===== Raw data

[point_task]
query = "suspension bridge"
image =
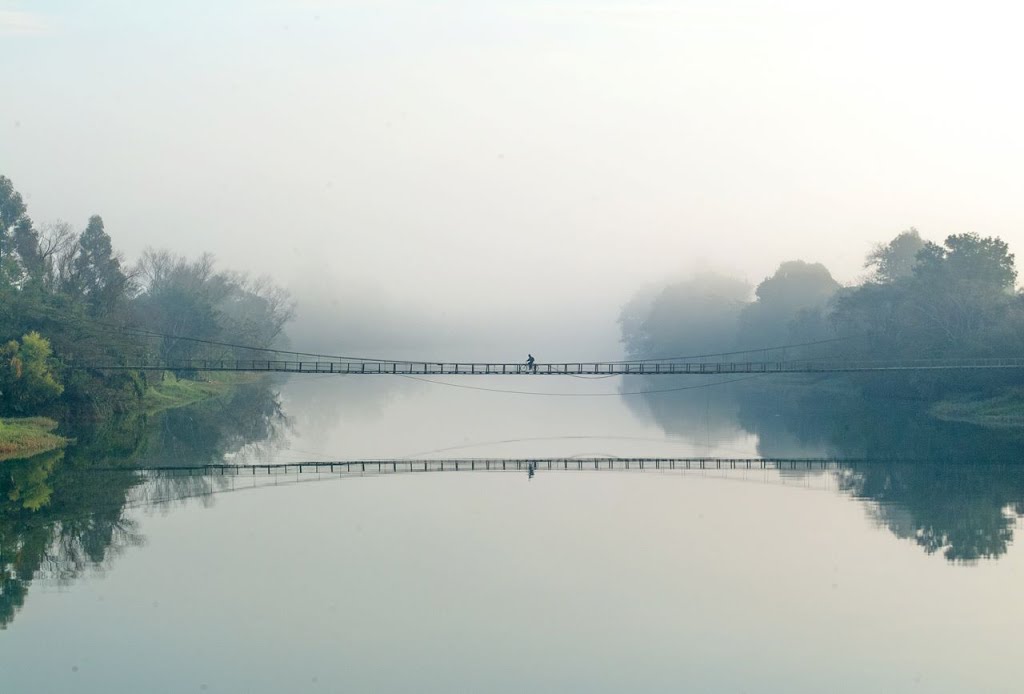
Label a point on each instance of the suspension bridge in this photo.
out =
(638, 367)
(607, 464)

==========

Stated exercise:
Lay out the material above as a JSON list of strings with one string per line. Skip blank lines and leave out the pictures.

Reply:
[
  "[point_task]",
  "query = \"suspension bridge\"",
  "image =",
  "Label a point on each instance of the suspension bridge in this photo.",
  "out =",
  "(638, 367)",
  "(607, 464)"
]